# WHAT NEEDS TO BE DONE
Copy out the lines below word for word, beginning with the line containing "Target: bark texture" and going on through the final line.

[Raw records]
>>>

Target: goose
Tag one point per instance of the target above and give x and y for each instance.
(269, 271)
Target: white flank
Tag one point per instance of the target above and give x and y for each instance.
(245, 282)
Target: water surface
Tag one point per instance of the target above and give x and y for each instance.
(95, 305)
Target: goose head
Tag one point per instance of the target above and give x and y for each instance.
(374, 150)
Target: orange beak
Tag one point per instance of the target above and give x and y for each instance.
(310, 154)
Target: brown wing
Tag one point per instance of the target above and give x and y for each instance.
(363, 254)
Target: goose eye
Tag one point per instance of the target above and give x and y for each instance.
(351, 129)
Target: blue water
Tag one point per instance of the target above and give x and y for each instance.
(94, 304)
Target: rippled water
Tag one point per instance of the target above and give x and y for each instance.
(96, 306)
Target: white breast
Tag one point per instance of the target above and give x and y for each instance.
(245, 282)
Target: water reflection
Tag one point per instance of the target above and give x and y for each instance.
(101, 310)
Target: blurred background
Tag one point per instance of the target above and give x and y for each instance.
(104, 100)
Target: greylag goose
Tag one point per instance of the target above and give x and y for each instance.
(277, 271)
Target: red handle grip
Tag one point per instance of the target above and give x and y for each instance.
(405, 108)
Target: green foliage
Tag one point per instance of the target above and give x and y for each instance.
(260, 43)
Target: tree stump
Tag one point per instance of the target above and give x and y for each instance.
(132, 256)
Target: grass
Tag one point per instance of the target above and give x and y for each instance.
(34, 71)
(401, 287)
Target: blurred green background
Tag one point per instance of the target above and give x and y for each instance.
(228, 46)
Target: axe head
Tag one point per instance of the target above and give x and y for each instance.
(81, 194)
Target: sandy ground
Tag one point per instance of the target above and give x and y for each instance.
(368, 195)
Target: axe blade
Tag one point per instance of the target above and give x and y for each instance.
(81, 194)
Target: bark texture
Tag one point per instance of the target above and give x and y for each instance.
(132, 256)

<<<

# RESULT OF THIS EXERCISE
Target: bark texture
Tag one point per instance of the target above and give x and y for each instance.
(132, 256)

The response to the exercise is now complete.